- **Input material**:
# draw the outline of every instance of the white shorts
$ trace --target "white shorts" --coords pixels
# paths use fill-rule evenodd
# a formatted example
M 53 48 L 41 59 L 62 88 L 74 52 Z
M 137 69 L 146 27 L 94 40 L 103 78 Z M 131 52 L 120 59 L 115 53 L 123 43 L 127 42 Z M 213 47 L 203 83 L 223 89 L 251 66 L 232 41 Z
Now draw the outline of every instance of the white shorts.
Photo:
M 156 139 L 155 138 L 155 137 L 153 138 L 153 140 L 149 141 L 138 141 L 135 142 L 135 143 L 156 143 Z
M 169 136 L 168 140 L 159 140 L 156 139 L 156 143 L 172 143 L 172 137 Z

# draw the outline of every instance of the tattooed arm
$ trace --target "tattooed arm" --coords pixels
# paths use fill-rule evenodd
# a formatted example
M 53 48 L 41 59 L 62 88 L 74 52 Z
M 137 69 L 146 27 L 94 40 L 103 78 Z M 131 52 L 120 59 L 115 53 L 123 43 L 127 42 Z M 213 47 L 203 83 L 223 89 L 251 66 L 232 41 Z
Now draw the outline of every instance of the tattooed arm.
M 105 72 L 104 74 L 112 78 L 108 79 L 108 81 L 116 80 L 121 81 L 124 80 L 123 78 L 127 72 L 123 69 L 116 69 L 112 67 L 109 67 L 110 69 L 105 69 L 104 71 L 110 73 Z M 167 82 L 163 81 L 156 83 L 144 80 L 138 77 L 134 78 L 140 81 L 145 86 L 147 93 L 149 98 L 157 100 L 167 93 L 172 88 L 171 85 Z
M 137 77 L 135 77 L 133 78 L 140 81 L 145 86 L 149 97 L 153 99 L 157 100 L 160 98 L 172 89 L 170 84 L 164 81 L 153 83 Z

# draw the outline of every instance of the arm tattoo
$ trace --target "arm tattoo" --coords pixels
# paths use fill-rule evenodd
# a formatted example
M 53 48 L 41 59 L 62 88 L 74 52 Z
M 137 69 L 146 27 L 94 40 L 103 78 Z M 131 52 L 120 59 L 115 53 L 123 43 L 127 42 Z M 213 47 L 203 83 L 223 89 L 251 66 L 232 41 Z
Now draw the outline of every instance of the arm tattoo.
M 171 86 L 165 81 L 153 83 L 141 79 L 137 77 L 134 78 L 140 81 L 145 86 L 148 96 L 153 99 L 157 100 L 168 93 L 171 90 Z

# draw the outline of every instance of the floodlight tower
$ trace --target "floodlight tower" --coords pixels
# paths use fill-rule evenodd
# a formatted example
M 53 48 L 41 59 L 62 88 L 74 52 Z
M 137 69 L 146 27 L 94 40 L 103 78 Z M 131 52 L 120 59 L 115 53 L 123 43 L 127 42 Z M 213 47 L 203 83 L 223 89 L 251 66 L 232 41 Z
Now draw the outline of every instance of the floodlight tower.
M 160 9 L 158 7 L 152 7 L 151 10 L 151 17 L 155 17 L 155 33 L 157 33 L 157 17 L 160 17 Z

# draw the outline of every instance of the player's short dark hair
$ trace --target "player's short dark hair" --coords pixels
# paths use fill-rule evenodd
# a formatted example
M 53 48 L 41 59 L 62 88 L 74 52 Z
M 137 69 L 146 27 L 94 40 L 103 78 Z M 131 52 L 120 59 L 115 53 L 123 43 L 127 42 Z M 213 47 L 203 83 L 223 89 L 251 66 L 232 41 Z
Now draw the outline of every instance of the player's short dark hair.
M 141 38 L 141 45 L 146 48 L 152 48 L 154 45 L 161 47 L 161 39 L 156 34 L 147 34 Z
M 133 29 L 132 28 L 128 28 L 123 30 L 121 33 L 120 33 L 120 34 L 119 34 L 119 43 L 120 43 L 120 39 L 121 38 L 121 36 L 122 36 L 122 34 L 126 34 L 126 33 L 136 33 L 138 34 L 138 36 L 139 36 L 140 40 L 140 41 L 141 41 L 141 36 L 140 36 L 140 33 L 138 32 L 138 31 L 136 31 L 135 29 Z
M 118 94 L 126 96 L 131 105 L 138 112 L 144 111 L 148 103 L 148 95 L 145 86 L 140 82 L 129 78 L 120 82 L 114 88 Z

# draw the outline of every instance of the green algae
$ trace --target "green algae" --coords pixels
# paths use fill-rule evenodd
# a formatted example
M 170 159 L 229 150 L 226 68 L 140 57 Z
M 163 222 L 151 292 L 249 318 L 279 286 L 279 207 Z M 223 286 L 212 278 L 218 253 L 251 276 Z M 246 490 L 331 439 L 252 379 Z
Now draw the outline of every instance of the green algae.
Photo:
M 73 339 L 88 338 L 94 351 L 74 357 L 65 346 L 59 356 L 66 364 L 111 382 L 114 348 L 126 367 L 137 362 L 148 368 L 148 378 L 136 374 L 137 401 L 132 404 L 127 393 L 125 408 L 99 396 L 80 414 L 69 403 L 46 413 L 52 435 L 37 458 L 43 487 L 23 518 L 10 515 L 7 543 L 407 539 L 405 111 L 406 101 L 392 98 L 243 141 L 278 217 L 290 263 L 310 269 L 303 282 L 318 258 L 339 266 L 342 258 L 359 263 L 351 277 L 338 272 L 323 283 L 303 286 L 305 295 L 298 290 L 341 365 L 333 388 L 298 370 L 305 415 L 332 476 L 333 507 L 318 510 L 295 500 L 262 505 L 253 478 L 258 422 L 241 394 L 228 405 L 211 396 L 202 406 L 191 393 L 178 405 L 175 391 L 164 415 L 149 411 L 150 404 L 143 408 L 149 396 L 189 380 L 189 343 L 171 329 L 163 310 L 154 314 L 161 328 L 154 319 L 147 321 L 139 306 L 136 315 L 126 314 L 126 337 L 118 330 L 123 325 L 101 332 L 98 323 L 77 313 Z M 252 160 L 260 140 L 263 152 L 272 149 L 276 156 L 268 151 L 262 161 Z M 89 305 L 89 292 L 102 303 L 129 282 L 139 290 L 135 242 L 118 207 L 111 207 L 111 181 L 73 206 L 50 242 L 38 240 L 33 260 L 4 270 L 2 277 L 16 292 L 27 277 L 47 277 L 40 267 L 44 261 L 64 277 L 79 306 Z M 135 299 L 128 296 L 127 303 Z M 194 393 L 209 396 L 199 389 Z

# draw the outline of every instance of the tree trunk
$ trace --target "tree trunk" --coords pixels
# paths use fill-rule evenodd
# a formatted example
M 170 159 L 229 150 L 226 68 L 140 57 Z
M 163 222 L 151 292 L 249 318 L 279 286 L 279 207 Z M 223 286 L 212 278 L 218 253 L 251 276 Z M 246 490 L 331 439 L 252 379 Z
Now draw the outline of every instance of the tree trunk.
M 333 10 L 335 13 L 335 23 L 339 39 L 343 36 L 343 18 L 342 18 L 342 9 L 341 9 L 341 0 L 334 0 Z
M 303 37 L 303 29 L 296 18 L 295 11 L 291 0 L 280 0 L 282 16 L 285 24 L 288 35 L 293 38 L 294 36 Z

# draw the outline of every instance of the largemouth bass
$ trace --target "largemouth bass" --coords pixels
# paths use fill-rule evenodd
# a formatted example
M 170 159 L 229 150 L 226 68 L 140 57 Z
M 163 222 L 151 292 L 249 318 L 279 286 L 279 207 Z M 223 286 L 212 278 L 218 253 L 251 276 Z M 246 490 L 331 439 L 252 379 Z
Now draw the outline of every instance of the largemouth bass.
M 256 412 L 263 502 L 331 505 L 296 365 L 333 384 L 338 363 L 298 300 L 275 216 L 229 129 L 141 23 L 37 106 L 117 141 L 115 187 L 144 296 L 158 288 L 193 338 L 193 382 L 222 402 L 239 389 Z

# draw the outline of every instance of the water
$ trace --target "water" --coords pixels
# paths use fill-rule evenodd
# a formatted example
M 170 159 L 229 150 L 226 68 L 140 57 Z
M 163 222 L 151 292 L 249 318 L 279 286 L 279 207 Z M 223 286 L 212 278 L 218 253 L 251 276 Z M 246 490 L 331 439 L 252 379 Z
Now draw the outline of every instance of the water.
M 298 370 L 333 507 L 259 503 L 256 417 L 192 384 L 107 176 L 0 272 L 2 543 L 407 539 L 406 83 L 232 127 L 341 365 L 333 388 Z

- **Exercise requirements**: Take the line in which "# draw the outline of every instance of the water" occurs and each subsequent line through the end; give these lines again without alteration.

- **Expected answer**:
# draw the outline of every instance of the water
$ trace --target "water" --coords pixels
# paths use fill-rule evenodd
# a formatted example
M 170 159 L 229 150 L 226 68 L 140 57 Z
M 163 222 L 151 292 L 249 318 L 279 286 L 279 207 Z M 223 286 L 212 278 L 218 253 L 251 276 Z M 246 490 L 331 439 L 252 379 Z
Now draw the outline of every instance of the water.
M 298 370 L 333 507 L 259 503 L 256 417 L 192 384 L 107 176 L 0 272 L 2 543 L 407 539 L 406 83 L 232 127 L 341 365 L 333 388 Z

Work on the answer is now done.